The problem
Display each line of the material below that contains the string "hillside", reproducing every such line unchanged. Case counts.

The input
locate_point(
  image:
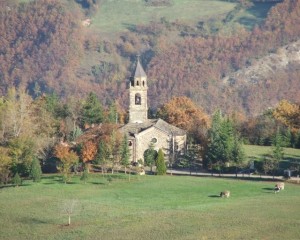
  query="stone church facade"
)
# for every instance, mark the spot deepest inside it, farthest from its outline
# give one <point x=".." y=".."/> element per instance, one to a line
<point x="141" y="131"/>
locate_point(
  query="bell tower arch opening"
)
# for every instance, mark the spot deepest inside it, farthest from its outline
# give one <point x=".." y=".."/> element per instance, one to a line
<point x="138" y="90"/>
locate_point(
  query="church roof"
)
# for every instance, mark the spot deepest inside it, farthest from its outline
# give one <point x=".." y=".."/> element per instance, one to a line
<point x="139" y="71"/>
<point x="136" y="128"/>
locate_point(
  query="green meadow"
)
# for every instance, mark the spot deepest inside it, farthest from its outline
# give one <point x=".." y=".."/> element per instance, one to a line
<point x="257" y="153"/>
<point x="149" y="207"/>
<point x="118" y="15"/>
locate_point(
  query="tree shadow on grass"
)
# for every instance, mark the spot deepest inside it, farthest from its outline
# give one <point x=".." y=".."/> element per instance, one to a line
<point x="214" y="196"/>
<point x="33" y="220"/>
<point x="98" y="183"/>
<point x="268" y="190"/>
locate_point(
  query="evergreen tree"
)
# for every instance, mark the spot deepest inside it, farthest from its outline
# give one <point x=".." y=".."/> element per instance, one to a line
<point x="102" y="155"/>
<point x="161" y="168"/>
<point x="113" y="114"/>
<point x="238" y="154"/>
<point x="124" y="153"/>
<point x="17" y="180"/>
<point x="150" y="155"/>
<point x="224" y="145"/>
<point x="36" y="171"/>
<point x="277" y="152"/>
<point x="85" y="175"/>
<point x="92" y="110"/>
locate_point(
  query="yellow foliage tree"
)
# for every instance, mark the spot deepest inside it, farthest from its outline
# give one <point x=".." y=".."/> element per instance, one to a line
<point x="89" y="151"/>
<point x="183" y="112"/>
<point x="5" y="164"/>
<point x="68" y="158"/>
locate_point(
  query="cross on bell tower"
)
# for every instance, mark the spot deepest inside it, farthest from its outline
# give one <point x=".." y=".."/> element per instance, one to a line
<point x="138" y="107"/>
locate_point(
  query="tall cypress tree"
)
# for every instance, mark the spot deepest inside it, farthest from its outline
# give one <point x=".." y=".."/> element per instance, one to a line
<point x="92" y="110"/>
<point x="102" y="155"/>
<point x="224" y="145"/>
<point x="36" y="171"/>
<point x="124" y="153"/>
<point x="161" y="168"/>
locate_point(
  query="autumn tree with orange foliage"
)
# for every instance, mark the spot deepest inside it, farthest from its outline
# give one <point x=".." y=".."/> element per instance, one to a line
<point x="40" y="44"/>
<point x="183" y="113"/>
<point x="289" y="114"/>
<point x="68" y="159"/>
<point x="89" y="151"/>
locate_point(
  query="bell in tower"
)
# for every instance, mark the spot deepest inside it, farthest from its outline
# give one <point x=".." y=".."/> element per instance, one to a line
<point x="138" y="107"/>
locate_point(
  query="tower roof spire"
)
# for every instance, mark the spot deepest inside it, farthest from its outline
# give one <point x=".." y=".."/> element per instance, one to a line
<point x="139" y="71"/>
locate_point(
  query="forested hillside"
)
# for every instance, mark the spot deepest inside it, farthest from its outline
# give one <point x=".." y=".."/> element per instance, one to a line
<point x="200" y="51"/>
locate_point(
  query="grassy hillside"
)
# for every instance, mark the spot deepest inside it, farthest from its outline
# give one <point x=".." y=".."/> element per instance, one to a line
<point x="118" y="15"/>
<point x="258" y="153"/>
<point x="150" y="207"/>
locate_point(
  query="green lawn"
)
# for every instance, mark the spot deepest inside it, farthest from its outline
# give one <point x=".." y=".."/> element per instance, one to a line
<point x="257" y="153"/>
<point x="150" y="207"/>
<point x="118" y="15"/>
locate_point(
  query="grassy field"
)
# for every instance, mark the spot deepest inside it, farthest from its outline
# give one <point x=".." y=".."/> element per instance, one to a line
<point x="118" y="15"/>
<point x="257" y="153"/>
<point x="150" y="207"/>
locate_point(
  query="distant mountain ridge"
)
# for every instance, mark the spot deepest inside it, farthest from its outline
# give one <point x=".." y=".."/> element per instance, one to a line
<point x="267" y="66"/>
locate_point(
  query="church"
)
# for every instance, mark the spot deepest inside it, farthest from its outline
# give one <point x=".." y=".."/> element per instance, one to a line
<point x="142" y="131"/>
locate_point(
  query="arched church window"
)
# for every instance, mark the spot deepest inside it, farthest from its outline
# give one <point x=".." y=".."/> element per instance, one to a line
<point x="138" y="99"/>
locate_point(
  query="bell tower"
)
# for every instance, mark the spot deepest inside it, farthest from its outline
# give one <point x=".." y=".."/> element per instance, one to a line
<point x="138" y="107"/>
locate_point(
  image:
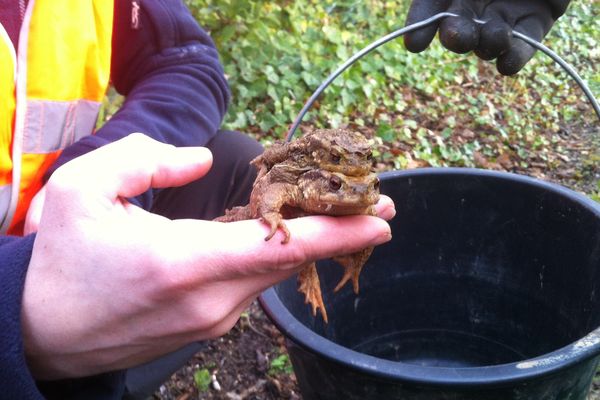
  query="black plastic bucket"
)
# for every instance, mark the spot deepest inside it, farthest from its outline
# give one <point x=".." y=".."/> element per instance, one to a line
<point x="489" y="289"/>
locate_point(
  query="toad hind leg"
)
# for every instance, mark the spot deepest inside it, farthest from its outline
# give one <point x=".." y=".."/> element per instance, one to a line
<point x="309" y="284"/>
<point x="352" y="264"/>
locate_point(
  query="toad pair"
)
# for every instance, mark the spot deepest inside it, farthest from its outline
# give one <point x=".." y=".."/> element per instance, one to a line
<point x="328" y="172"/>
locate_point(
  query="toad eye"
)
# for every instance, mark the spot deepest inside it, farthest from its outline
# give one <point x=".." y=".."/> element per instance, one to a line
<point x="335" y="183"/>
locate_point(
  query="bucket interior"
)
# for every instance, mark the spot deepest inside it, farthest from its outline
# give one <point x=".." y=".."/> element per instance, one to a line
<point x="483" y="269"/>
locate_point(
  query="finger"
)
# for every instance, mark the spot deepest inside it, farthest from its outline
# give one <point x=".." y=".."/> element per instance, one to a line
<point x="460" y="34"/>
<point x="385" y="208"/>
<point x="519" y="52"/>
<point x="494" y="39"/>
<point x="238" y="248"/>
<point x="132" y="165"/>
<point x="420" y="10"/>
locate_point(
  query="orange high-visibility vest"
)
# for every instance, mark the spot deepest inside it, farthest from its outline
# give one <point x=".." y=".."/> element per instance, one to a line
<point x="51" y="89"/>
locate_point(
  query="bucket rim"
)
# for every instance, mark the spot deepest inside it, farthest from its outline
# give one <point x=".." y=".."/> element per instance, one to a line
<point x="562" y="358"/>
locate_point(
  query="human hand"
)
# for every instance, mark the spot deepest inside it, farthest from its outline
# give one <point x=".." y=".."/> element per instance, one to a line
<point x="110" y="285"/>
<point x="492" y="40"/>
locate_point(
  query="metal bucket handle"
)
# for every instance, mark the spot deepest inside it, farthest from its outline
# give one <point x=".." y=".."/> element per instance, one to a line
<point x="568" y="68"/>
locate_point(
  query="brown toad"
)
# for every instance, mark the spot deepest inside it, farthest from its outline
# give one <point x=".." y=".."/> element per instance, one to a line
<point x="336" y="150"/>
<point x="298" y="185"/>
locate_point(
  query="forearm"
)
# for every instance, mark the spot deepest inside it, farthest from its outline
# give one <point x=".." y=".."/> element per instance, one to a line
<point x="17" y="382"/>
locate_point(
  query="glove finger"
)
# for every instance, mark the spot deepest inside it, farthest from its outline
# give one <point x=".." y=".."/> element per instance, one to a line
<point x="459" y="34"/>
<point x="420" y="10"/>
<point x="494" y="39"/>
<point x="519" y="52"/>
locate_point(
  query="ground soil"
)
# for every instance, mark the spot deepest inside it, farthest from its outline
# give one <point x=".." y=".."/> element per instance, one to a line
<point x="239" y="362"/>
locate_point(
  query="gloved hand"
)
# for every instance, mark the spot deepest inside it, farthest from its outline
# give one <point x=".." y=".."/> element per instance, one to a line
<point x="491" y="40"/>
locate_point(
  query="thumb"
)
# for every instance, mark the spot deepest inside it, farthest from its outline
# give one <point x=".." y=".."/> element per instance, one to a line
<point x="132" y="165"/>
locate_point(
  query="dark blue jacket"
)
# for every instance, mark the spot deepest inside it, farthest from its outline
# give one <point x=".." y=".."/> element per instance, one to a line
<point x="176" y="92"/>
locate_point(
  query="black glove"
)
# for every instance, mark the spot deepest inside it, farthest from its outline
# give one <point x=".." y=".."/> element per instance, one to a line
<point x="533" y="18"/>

Solution
  query="forested hillside"
  query="grassy hillside"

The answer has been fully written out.